## Task statement:
Repeat every line of the data exactly; the pictures stay out.

╭─ Dataset records

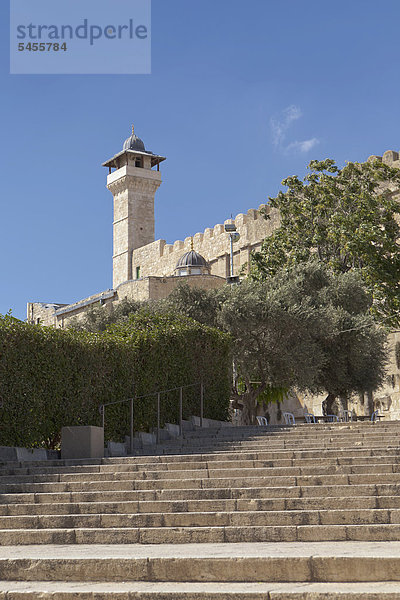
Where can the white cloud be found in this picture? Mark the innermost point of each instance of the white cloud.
(304, 146)
(280, 126)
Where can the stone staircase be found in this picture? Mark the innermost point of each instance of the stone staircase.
(304, 513)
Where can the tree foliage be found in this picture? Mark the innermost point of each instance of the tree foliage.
(304, 327)
(347, 218)
(50, 378)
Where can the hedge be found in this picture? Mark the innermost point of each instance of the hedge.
(50, 378)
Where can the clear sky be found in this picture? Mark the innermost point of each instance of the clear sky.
(241, 95)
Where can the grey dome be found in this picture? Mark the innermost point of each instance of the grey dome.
(134, 143)
(191, 259)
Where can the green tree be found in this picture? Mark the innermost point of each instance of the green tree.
(348, 219)
(304, 327)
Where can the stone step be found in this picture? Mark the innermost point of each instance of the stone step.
(207, 472)
(228, 456)
(239, 562)
(50, 590)
(252, 492)
(219, 463)
(240, 481)
(210, 519)
(201, 506)
(201, 535)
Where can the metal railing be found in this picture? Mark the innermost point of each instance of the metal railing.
(102, 408)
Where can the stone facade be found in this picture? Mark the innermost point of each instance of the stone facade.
(144, 268)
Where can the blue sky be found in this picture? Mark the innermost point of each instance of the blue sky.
(241, 95)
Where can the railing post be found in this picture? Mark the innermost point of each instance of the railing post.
(201, 404)
(131, 432)
(180, 411)
(158, 417)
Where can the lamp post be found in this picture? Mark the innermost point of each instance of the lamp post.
(234, 236)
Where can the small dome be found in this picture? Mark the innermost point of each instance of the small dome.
(191, 259)
(134, 143)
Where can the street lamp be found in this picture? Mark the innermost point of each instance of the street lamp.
(234, 236)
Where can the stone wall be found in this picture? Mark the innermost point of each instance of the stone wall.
(154, 288)
(160, 258)
(157, 261)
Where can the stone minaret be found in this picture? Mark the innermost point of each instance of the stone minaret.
(133, 184)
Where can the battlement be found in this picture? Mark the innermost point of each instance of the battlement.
(212, 233)
(390, 157)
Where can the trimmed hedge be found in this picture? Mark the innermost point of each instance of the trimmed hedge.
(50, 378)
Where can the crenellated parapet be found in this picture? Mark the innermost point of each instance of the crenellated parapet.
(390, 158)
(160, 258)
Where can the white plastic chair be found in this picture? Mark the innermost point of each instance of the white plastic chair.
(310, 418)
(332, 418)
(289, 419)
(347, 416)
(374, 416)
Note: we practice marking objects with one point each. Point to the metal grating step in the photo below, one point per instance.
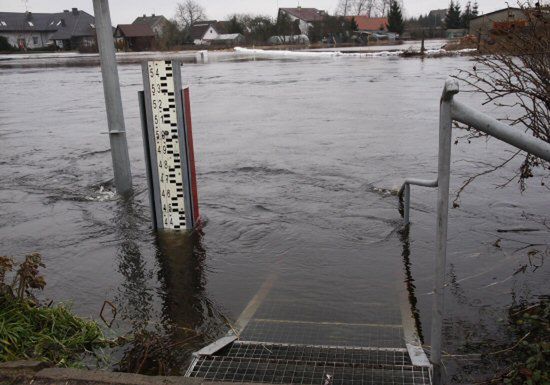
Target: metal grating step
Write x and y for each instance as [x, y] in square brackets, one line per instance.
[322, 354]
[324, 333]
[233, 369]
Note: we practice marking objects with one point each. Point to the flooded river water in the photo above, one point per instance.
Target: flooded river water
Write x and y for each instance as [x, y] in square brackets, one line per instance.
[296, 161]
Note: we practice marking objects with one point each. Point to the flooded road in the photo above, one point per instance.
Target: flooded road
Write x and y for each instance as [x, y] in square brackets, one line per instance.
[296, 162]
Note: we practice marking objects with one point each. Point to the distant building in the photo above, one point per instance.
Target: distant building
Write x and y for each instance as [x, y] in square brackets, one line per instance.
[77, 30]
[305, 17]
[135, 37]
[229, 39]
[156, 22]
[203, 32]
[294, 39]
[437, 17]
[456, 33]
[67, 30]
[370, 24]
[483, 25]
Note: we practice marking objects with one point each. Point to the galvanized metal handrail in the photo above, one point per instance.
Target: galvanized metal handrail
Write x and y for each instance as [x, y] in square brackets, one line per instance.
[450, 110]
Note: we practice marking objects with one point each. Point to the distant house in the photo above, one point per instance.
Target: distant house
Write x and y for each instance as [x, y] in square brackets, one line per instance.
[293, 39]
[229, 39]
[456, 33]
[67, 30]
[135, 37]
[76, 30]
[485, 24]
[370, 24]
[203, 32]
[305, 17]
[156, 22]
[437, 17]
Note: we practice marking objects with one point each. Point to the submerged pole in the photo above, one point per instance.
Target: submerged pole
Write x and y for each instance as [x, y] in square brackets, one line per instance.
[113, 100]
[443, 171]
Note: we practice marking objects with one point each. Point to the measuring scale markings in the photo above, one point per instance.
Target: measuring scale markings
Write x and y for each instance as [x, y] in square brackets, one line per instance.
[167, 144]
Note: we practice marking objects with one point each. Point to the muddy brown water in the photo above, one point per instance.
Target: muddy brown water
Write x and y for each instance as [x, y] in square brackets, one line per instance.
[296, 161]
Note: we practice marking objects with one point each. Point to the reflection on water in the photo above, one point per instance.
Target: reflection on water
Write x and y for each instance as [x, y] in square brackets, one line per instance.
[162, 335]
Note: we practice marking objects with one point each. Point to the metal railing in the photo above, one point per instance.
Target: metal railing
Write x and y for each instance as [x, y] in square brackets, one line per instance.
[453, 110]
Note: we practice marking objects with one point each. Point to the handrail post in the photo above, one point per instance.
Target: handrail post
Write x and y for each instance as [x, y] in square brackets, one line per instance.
[443, 171]
[113, 99]
[407, 203]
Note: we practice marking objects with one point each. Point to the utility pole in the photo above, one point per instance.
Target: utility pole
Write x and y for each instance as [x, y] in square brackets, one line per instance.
[113, 100]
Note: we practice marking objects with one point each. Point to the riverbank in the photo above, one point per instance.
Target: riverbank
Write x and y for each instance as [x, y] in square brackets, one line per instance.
[71, 59]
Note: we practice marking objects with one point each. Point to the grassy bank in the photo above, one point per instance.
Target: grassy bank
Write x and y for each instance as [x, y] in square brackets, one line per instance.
[29, 330]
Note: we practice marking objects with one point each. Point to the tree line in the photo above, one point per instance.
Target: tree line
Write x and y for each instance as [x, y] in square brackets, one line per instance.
[257, 29]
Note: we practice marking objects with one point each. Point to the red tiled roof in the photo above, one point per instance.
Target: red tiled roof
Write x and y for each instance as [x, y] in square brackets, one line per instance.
[306, 14]
[365, 23]
[135, 30]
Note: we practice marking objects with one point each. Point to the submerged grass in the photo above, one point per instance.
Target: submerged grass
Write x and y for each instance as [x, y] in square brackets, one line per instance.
[50, 334]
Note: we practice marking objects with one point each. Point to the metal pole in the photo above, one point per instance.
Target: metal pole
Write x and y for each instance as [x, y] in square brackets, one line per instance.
[113, 100]
[444, 169]
[407, 203]
[511, 135]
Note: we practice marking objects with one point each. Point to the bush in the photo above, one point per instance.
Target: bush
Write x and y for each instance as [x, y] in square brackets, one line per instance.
[50, 334]
[44, 333]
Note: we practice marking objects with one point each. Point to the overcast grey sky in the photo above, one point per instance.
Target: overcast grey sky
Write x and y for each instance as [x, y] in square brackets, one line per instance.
[125, 11]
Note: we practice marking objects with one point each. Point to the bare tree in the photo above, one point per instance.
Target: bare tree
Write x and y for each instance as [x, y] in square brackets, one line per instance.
[363, 7]
[356, 7]
[188, 13]
[344, 7]
[513, 73]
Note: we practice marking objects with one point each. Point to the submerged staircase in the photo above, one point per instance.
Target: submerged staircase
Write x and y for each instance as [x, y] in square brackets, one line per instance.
[278, 341]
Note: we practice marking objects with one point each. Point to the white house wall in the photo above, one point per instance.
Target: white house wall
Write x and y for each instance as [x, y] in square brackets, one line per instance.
[211, 34]
[304, 25]
[42, 38]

╰─

## Written answer:
Where can the white cloud be found in this picture? Mark the innermost point of each instance of the white cloud.
(304, 146)
(280, 126)
Where can the stone staircase be found in this picture? Mark the innermost point of each instance of the stone staircase.
(304, 513)
Where can the tree foliage be found in this picture? Mark the innermost point of each instance of the tree foliage.
(304, 327)
(347, 218)
(50, 378)
Where can the hedge be found in this picture? Mark the innermost point of each instance of the hedge.
(50, 378)
Where can the clear sky be found in this picture? Mark the innermost point of each instance of the clear sky.
(241, 95)
Where can the grey dome be found in this picture? Mark the innermost point of each instance of the grey dome.
(134, 143)
(191, 259)
Where can the green tree be found in this picture? Mark the innermost point of each instance of the green tree.
(348, 219)
(304, 327)
Where can the stone step be found in this picture? Mark the innermost point of each instance of the stone step.
(207, 472)
(228, 456)
(239, 562)
(50, 590)
(252, 492)
(219, 463)
(240, 481)
(210, 519)
(201, 506)
(201, 535)
Where can the metal railing be found in this picture? Mark the innermost point of each instance of the metal railing.
(102, 408)
Where can the stone facade be found in this picture? Mark the innermost point of each instance of the stone facade.
(144, 268)
Where can the blue sky be found in this picture? Mark the innermost point of each instance of the blue sky.
(241, 95)
Where can the railing post be found in this picture? Mark the innermost point of each instance of the railing post.
(201, 404)
(131, 432)
(180, 411)
(158, 417)
Where can the lamp post be found in this picture? Mark the innermost point of each instance of the lamp post.
(234, 236)
Where can the small dome be found in this picture? Mark the innermost point of each instance of the small dome.
(191, 259)
(134, 143)
Where can the street lamp be found in this picture? Mark the innermost point of each instance of the street lamp.
(234, 236)
Where can the stone wall be found in this picture? Mark the innermost point of each instance of the stone wall.
(154, 288)
(160, 258)
(157, 261)
Where can the stone minaret be found in this picture? Mark the innermost point of each instance of the stone minaret.
(133, 184)
Where can the battlement be found in this picture? Mark the innermost point of each instance of the battlement.
(212, 233)
(390, 157)
Where can the trimmed hedge be found in this picture? Mark the innermost point of each instance of the trimmed hedge.
(50, 378)
Where can the crenellated parapet be found in this picture? Mark the innermost point of each instance of the crenellated parapet.
(390, 158)
(160, 258)
Where can the white plastic chair be found in this picture? Mark the innermost point of each instance of the white plastic chair.
(310, 418)
(332, 418)
(289, 419)
(347, 416)
(374, 416)
Note: we practice marking objects with one point each. Point to the metal grating step in the photo below, one point per instance.
Target: metal grating step
Write x and y for each instance as [x, y] in square brackets, one line per instance.
[322, 354]
[324, 333]
[233, 369]
Note: we practice marking objects with one point each. Point to the flooded river water in the photo above, one point per instance.
Target: flooded river water
Write x and y for each instance as [x, y] in square brackets, one line per instance.
[296, 161]
Note: we practice marking objects with one point each. Point to the flooded road in the photo above, one point per instance.
Target: flooded road
Write x and y for each instance as [x, y] in square brackets, one line per instance.
[296, 162]
Note: we practice marking objects with one point each. Point to the distant building in the photo above, one point per instance.
Target: distant building
Write x and y for each instance as [x, y] in square brackets, one line per instance.
[77, 30]
[305, 17]
[135, 37]
[229, 39]
[156, 22]
[203, 32]
[294, 39]
[437, 17]
[456, 33]
[67, 30]
[370, 24]
[483, 25]
Note: we practice marking objects with one point each. Point to the galvanized metal handrail in the photo above, one point per instance.
Target: galvanized metal handrail
Write x and y for each instance as [x, y] in square brackets, one line per instance.
[450, 110]
Note: we practice marking objects with one point each. Point to the distant house in the photo above, one point per instance.
Target: distant house
Write x and y for each instance as [x, y] in square brackets, one line per instance.
[293, 39]
[229, 39]
[456, 33]
[67, 30]
[135, 37]
[76, 30]
[485, 24]
[370, 24]
[203, 32]
[305, 17]
[156, 22]
[437, 17]
Note: we practice marking objects with one point each. Point to the submerged pole in the photo above, one point per instance.
Target: submerged pole
Write x and y for each instance as [x, y] in square brackets, one line per instance.
[113, 100]
[443, 171]
Note: we practice marking objects with one point each. Point to the measuring scale markings in the photo above, one point per instance.
Target: measuring scale markings
Write x and y for each instance as [x, y] in square brackets, one line per instance.
[167, 144]
Note: we practice marking objects with one point each. Point to the muddy brown water in the photo above, one point per instance.
Target: muddy brown water
Write x and y for each instance as [x, y] in square brackets, one line per instance.
[296, 161]
Note: we practice marking objects with one point each. Point to the reflection on water in the photo above, one point per instance.
Target: reflection on water
Write x and y for each instance as [x, y] in square brackets, one line per instance.
[162, 335]
Note: we practice marking objects with one point each. Point to the metal railing in the photo above, one point per instance.
Target: metal railing
Write x and y for each instance as [x, y] in square brackets, one line per instance.
[453, 110]
Note: we practice marking objects with one point each. Point to the handrail post in the photo above, one point per instance.
Target: handrail post
Write x and y for each instance as [x, y] in square brackets, one line per instance.
[443, 171]
[113, 99]
[407, 203]
Note: we practice marking objects with one point each. Point to the utility pole in the photo above, one point per instance.
Target: utility pole
Write x and y for each instance as [x, y] in square brackets, one line per instance.
[113, 100]
Note: we practice marking objects with one point each. Point to the riverbank in the photo above, one point per instance.
Target: riverbank
Write x and y for each instance as [x, y] in square brackets, one line per instance.
[71, 59]
Note: we practice marking objects with one point each. Point to the grassy bank in the photo above, one point per instance.
Target: grassy bank
Write x and y for each instance as [x, y] in square brackets, one line per instance.
[29, 330]
Note: we practice marking objects with one point each. Point to the tree line in the photo above, one point per instance.
Target: tree line
Write x and y for each instance as [x, y] in square brackets, one line per instance.
[257, 29]
Note: we practice marking objects with one point each. Point to the red tiled roof in the photo above, one point per instance.
Target: red tiled roof
Write x and y for each instance as [x, y] in square brackets, one line per instance.
[306, 14]
[365, 23]
[135, 30]
Note: we practice marking objects with one point each. Point to the submerged grass in the photo above, one point per instance.
Target: submerged grass
Write x and y for each instance as [x, y] in square brackets, one line per instance.
[50, 334]
Note: we practice marking objects with one point each. Point to the metal pole in the photo above, one point per instance.
Target: metal pole
Write x and y for each instance as [x, y] in square brackets, one line per instance.
[113, 100]
[444, 169]
[407, 203]
[511, 135]
Note: we practice marking objects with one point each. Point to the bush in the photo above, one point per instance.
Target: bush
Write x and y for each instance as [x, y] in square brackets, one line per instance.
[50, 334]
[44, 333]
Note: we practice marking objects with one point each. Point to the overcast grey sky in the photo above, one point per instance.
Target: overcast grey sky
Write x and y for each instance as [x, y] in square brackets, one line per instance.
[125, 11]
Note: we practice marking objects with one point each. Point to the bare tree in the photo above, one point per instance.
Target: bare tree
Write x and y for each instance as [x, y] in square brackets, one line per instance.
[363, 7]
[356, 7]
[188, 13]
[344, 7]
[513, 73]
Note: we practice marking objects with one point each. Point to the submerged staircase in the photo above, one point per instance.
Target: submerged staircase
Write x and y for each instance as [x, y] in square brackets, one line per instance.
[278, 341]
Note: we practice marking objects with one point each. Point to the white house wall in the photo above, one point per instance.
Target: white house wall
Write x and y for each instance as [x, y] in square brackets, one line per instance.
[211, 34]
[304, 25]
[42, 38]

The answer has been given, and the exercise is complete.